● Given passage:

Post COVID-19 labor market: Bangladesh eyes Africa

This aerial picture shows workers onloading watermelons from boats in Burigonga river during a government-imposed lockdown as a preventative measure against the spread of the COVID-19 coronavirus in Dhaka on April 17, 2020. (Photo by MUNIR UZ ZAMAN / AFP)

DHAKA — The authorities have been exploring labor markets in African countries as overseas jobs may decline in the traditional Middle Eastern and Southeast Asian countries due to coronavirus pandemic.

Foreign Minister AK Abdul Momen on Saturday told The Daily Star that they were looking for new jobs in agriculture sector of the countries.

“We are not saying that the African governments will recruit our people. What we are saying is that African countries have huge land where our people to go for contract farming and recruit workers from Bangladesh,” he said.

The foreign minister said that farming sector is going to be very important in the aftermath of the coronavirus pandemic.

He specifically mentioned the names of Tanzania, Sudan, Uganda and The Gambia where huge opportunities lye for investment in the agriculture sector.

The move comes as several lakh Bangladeshi migrants may return home in the coming months after losing jobs in the Middle Eastern and Southeast Asian countries.

Besides, overseas jobs in these markets may also see a sharp decline, officials said.

The World Bank has projected remittance decline by 22 percent this year compared to $18 billion received from about one crore Bangladesh migrants last year.

“As we are now focusing on economic diplomacy, we have asked our ambassadors to look for new avenues. We have got some reports suggesting that if our businessmen can invest in those countries, over the time some 40 lakh Bangladeshis can have jobs,” Momen said.

“But we need to work on the ground. Our businessmen have to come forward. The government can only facilitate them,” he said.

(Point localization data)

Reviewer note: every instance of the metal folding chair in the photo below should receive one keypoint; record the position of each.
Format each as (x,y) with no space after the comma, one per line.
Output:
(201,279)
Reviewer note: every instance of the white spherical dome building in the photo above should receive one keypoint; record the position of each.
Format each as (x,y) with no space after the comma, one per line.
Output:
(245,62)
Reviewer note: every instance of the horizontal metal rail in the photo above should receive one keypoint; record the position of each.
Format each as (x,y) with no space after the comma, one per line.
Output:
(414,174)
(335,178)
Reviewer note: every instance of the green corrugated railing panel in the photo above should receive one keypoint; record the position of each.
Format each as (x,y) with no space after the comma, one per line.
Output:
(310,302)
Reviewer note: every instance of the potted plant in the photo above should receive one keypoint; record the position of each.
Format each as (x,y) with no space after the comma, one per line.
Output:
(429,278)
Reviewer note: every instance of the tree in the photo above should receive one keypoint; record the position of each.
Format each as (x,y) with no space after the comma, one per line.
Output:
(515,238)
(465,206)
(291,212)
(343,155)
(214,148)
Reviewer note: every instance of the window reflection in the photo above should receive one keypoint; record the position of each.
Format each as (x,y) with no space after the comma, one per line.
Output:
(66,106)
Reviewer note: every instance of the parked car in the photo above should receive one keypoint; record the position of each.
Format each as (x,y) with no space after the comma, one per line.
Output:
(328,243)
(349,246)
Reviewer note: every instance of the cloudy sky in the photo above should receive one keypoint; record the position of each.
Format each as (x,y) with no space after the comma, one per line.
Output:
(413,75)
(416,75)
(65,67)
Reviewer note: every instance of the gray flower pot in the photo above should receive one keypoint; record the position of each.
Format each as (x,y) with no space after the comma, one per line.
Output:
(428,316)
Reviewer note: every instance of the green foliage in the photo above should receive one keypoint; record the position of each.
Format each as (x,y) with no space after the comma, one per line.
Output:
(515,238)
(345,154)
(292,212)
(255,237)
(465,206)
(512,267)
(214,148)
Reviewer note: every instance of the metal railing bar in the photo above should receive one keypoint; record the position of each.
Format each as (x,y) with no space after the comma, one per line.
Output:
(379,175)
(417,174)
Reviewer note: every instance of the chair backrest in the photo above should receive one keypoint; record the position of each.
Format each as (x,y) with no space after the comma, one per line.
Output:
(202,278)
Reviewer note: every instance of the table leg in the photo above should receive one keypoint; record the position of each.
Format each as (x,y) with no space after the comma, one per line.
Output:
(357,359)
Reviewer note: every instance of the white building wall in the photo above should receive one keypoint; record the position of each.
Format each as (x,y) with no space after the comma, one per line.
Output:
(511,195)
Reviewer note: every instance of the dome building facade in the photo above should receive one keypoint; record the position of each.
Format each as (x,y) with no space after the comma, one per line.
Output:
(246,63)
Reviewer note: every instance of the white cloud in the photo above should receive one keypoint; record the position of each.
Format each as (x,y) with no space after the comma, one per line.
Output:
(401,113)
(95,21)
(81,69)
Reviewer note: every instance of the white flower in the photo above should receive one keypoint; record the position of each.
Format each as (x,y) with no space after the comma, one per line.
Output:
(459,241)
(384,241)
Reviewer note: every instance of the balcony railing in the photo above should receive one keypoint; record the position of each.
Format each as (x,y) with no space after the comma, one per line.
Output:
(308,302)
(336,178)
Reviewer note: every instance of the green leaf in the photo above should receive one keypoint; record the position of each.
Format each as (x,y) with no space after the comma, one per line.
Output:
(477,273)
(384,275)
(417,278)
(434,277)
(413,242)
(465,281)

● What is expected: Retype the entire article about Bangladesh looking to Africa for jobs, word for word. Rely only on the article, not on the lines.

● Exercise response:
Post COVID-19 labor market: Bangladesh eyes Africa

This aerial picture shows workers onloading watermelons from boats in Burigonga river during a government-imposed lockdown as a preventative measure against the spread of the COVID-19 coronavirus in Dhaka on April 17, 2020. (Photo by MUNIR UZ ZAMAN / AFP)

DHAKA — The authorities have been exploring labor markets in African countries as overseas jobs may decline in the traditional Middle Eastern and Southeast Asian countries due to coronavirus pandemic.

Foreign Minister AK Abdul Momen on Saturday told The Daily Star that they were looking for new jobs in agriculture sector of the countries.

“We are not saying that the African governments will recruit our people. What we are saying is that African countries have huge land where our people to go for contract farming and recruit workers from Bangladesh,” he said.

The foreign minister said that farming sector is going to be very important in the aftermath of the coronavirus pandemic.

He specifically mentioned the names of Tanzania, Sudan, Uganda and The Gambia where huge opportunities lye for investment in the agriculture sector.

The move comes as several lakh Bangladeshi migrants may return home in the coming months after losing jobs in the Middle Eastern and Southeast Asian countries.

Besides, overseas jobs in these markets may also see a sharp decline, officials said.

The World Bank has projected remittance decline by 22 percent this year compared to $18 billion received from about one crore Bangladesh migrants last year.

“As we are now focusing on economic diplomacy, we have asked our ambassadors to look for new avenues. We have got some reports suggesting that if our businessmen can invest in those countries, over the time some 40 lakh Bangladeshis can have jobs,” Momen said.

“But we need to work on the ground. Our businessmen have to come forward. The government can only facilitate them,” he said.